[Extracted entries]

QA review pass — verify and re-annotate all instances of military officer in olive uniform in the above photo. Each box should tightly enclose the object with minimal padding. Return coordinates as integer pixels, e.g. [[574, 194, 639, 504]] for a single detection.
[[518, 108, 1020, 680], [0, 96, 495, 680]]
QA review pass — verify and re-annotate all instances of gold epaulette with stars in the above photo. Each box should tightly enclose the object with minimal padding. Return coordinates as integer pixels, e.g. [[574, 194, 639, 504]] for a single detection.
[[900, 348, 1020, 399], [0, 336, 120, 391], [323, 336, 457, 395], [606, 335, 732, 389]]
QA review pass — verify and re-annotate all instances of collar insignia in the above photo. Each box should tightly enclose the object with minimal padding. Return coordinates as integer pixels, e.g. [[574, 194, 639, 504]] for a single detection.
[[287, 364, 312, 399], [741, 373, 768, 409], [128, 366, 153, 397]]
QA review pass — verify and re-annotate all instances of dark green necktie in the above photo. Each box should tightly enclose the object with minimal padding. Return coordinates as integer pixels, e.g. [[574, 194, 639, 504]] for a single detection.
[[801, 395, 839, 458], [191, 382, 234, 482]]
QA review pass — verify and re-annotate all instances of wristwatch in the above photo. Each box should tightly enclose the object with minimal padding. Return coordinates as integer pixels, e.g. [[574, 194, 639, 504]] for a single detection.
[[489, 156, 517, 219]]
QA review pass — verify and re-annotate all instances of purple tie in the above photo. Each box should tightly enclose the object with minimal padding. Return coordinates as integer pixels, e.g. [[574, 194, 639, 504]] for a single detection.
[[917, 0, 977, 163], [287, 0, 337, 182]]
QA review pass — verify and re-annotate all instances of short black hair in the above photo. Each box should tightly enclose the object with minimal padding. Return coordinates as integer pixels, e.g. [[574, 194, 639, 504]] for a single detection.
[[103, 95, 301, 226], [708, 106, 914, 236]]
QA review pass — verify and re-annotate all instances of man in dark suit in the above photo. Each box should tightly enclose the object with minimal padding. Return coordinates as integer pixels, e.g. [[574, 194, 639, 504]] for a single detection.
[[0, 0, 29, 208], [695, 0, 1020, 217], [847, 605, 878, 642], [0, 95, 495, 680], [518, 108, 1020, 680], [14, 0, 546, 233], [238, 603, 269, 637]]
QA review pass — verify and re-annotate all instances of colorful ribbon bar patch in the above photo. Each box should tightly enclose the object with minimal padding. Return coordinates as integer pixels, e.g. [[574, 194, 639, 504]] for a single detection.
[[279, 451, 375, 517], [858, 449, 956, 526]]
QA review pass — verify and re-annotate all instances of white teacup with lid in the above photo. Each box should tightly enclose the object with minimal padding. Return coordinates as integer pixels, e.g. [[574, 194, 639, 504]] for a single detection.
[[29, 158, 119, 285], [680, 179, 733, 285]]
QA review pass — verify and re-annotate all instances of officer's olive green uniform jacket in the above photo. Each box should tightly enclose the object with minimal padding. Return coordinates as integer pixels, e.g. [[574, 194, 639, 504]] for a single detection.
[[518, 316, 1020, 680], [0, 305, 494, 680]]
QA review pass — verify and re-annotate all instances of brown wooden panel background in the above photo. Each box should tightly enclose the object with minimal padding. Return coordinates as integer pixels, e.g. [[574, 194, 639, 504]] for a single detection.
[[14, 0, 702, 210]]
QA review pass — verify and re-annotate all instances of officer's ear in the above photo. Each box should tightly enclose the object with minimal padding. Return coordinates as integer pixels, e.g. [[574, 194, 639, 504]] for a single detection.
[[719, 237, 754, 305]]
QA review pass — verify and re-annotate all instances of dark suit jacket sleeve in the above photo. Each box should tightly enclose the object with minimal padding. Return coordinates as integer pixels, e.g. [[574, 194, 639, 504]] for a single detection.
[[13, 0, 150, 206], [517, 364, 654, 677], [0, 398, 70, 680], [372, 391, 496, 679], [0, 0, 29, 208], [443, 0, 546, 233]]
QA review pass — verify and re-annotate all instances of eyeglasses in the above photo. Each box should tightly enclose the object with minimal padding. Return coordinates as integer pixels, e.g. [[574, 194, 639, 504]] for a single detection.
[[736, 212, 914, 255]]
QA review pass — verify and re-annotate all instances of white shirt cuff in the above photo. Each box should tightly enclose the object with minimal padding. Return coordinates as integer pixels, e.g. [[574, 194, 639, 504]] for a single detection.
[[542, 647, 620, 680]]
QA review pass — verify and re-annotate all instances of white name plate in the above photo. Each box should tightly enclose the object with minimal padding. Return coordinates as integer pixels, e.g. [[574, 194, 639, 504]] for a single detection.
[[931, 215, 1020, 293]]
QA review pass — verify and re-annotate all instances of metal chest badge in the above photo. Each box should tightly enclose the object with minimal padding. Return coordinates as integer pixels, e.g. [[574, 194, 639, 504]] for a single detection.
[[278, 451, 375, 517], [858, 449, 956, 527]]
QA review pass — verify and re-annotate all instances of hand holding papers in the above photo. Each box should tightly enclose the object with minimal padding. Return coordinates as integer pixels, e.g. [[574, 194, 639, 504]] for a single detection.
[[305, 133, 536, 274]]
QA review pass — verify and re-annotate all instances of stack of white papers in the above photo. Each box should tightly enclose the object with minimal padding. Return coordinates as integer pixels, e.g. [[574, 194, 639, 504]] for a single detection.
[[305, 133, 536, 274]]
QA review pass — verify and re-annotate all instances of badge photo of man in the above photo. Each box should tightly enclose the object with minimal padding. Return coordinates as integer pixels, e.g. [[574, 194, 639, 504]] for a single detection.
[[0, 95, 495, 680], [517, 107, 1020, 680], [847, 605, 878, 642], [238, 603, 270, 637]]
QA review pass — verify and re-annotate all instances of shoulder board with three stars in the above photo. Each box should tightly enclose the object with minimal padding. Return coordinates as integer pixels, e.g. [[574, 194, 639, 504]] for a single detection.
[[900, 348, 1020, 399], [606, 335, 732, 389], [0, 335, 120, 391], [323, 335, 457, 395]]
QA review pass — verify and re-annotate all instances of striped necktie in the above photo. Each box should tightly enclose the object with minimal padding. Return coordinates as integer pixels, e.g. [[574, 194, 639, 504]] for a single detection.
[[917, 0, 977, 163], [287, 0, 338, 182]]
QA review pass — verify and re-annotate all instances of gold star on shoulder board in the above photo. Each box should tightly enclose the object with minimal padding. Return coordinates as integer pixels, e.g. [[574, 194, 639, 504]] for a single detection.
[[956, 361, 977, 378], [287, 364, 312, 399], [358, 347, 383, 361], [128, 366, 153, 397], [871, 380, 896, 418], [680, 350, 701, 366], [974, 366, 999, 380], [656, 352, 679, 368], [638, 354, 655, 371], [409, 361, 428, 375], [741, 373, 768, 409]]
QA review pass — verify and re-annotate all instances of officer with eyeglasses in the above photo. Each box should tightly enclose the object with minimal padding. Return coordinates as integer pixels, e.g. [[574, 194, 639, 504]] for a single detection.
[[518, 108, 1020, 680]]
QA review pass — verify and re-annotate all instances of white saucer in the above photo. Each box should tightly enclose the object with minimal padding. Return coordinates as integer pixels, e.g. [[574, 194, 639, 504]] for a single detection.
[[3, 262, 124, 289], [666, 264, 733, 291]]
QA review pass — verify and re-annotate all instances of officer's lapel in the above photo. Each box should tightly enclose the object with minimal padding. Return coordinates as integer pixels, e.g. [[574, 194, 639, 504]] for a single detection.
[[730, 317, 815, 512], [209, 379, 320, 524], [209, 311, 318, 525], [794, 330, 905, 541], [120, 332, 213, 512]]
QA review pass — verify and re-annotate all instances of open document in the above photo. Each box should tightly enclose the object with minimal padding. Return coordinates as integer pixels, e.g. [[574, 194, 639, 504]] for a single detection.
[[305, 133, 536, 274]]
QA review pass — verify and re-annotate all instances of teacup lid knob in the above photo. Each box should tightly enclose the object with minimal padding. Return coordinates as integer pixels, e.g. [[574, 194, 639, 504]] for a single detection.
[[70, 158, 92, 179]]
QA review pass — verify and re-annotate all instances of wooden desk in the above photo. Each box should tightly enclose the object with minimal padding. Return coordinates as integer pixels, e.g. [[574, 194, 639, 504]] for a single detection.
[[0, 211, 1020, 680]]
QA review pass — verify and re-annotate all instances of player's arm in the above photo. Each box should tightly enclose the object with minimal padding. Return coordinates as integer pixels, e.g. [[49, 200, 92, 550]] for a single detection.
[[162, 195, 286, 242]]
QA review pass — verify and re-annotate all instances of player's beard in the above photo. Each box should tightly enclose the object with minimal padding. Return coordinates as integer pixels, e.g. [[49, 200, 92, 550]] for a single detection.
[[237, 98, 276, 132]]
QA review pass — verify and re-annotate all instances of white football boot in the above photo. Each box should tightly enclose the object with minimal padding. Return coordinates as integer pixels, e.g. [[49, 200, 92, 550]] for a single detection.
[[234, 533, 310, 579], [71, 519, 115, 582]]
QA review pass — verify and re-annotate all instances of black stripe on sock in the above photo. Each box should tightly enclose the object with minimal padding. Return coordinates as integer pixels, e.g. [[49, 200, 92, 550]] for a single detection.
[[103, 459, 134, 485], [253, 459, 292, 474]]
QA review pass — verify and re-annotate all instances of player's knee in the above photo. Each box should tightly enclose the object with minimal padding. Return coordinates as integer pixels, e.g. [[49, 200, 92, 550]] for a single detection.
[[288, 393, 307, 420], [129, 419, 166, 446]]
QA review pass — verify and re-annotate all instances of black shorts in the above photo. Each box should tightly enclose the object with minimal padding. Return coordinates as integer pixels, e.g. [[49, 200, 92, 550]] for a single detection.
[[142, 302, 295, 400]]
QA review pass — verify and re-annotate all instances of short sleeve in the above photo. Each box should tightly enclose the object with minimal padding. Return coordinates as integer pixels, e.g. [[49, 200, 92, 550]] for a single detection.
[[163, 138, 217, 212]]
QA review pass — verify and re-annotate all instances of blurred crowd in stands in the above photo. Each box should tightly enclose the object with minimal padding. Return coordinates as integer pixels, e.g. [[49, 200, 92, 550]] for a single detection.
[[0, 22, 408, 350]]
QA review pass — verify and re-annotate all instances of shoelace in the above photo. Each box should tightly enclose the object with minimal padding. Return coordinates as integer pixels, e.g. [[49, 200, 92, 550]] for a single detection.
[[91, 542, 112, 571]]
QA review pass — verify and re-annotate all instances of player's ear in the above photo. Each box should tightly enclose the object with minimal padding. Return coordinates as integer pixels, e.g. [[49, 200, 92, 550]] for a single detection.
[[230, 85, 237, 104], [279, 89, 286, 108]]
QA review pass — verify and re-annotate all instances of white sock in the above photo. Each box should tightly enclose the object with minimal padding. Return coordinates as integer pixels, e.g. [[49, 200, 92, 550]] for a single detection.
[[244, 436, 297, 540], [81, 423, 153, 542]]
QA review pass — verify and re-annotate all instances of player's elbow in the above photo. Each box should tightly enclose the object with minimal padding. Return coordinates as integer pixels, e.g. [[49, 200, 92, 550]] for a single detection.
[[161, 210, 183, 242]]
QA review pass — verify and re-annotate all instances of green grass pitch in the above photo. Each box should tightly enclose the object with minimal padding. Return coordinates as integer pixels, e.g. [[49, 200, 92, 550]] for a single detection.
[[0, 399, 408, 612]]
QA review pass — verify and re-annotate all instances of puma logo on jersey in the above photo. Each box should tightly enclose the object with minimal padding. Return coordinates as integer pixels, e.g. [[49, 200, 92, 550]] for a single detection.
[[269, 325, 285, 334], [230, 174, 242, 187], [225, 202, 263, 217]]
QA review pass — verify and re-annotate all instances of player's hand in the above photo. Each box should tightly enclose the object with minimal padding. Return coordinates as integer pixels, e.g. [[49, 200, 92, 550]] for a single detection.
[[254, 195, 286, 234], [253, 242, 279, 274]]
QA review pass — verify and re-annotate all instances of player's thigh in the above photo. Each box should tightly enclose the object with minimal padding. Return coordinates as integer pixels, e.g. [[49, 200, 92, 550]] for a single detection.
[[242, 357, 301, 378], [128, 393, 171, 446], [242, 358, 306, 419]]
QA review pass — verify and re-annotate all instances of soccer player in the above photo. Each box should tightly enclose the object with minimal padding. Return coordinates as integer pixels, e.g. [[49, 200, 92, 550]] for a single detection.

**AIM OF THE EXERCISE**:
Repeat, character for character, everything from the start of the extracted entries down to and including the line that contains "[[801, 395, 839, 458], [191, 382, 234, 482]]".

**SOLUTION**:
QA review pass — verify and re-annotate all instances of military officer in olive uniform in the above photo. Each box should tightly enclose the object with minimal padding. Return coordinates as integer pixels, e.g. [[574, 194, 639, 504]] for a single detection.
[[518, 108, 1020, 680], [0, 96, 495, 680]]
QA review pass — verify and re-annotate all instances of gold epaulette with stars in the above photo. Each box should tightly enclose the object with minimal padding. Return coordinates as integer pixels, e.g. [[574, 194, 639, 504]] for a single detection.
[[900, 348, 1020, 399], [0, 336, 120, 391], [323, 336, 457, 395], [606, 335, 732, 389]]
QA review pass — verify and re-annotate all instances of collar insignia in the above photo. Each box should tightly enclose the object with minimal padding. Return coordinates as integer pixels, e.g. [[574, 194, 639, 504]] for a single detection.
[[287, 364, 312, 399], [741, 373, 768, 409], [128, 366, 153, 397]]
QA review pass — verify and re-annotate all instances of dark green necktie in the above photo. Each box should tightly enclose the object with minimal padding. Return coordinates as integer pixels, e.g. [[574, 194, 639, 504]] for a single detection.
[[801, 395, 839, 458], [191, 382, 234, 482]]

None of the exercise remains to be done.